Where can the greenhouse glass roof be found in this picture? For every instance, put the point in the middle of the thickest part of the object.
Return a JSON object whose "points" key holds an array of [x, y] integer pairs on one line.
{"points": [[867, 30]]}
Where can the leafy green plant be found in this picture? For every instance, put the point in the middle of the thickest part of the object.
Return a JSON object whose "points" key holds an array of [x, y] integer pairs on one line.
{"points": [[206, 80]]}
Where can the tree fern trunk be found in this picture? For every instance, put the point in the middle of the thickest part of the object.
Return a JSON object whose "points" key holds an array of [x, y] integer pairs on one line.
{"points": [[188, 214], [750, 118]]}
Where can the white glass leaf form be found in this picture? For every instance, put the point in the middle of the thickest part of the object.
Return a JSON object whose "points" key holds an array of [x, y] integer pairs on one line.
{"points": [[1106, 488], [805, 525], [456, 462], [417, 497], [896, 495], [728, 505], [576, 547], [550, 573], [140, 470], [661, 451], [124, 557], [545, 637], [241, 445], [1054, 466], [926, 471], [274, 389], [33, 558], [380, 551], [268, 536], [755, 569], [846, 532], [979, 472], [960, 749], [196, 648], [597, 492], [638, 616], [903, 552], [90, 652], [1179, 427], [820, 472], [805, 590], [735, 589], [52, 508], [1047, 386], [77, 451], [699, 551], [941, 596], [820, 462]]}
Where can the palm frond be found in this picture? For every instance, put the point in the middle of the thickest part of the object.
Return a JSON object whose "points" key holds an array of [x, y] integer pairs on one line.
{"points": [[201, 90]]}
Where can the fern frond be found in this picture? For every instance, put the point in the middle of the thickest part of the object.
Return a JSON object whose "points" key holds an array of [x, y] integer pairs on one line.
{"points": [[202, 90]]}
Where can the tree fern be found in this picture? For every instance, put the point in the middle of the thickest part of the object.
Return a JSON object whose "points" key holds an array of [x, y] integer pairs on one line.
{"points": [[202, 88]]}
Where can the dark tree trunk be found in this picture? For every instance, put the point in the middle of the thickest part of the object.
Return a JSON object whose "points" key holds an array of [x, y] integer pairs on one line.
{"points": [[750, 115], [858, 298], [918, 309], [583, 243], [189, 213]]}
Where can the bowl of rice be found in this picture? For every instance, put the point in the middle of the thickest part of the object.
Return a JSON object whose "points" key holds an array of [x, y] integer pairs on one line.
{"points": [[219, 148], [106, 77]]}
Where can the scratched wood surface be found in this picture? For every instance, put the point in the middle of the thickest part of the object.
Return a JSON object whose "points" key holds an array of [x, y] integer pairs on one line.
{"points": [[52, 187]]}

□ □ □ □ □ □ □

Work required =>
Send back all of the entries exactly, with nothing missing.

Output for this exercise =>
Where can the greenhouse glass roof be found in this picture? For every instance, put the point in the middle of the thickest part of the object.
Return a JSON object whose "points" key holds an array of [x, y] integer pairs on one line.
{"points": [[867, 30]]}
Where can the leafy green plant be found in this picture? For every instance, put the point in the middle of the thickest part of the object.
Return a JSON object whose "points" key holds an array of [x, y] integer pairs on one line.
{"points": [[206, 80]]}
Where can the tree fern trunk be found in this picture? For every instance, put the point in the middle of the thickest part of the object.
Return a JSON object whose "points" key holds an array of [x, y] integer pairs on one line.
{"points": [[188, 214], [750, 118]]}
Where can the white glass leaf form be found in this picture? For every instance, put the point in the middle of the thickest part of the object.
Return a JSON object whose "points" key holds an array of [x, y] integer pairs on one line.
{"points": [[1106, 488], [805, 525], [456, 462], [417, 497], [896, 495], [728, 505], [576, 547], [550, 573], [140, 470], [661, 451], [124, 557], [545, 637], [241, 445], [1054, 466], [926, 471], [274, 389], [33, 558], [380, 551], [268, 536], [755, 569], [846, 532], [979, 472], [960, 749], [196, 648], [597, 492], [638, 616], [903, 552], [90, 652], [1179, 427], [820, 472], [805, 590], [735, 589], [52, 508], [1047, 386], [77, 451], [699, 551], [941, 596], [820, 462]]}
Where can the palm frond be found in this picture? For every instance, put the point in the middle of the thickest part of the object.
Return a JSON object whose "points" key holds an array of [x, y] integer pairs on one line.
{"points": [[201, 90]]}
Where can the fern frond be found in this picture? For every instance, put the point in the middle of the thickest part of the object.
Return a JSON object whose "points" key holds an array of [x, y] integer pairs on one line.
{"points": [[202, 90]]}
Where can the tree fern be found in this picture? For every instance, put the point in the middle of the thickest part of the object.
Return a JSON object whose "points" key holds an array of [x, y] integer pairs on one line.
{"points": [[202, 88]]}
Where can the dark tree trunk be found in this picture? For every instance, put the point in the middle of the thickest part of the object.
Return a JSON object whose "points" key holds an array of [x, y] integer pairs on one line.
{"points": [[750, 115], [858, 298], [918, 309], [583, 243], [189, 213]]}
Where can the bowl of rice be found in this picture? For every instance, put the point in the middle of the thickest part of the object.
Return a JSON object whose "points" key holds an array of [x, y] integer pairs on one line.
{"points": [[219, 148], [106, 77]]}
Where can the scratched wood surface be found in this picture? For every instance, put the point in the middle of the thickest part of the object.
Return a JSON object whose "points" key holds an array of [x, y] integer pairs on one line.
{"points": [[52, 187]]}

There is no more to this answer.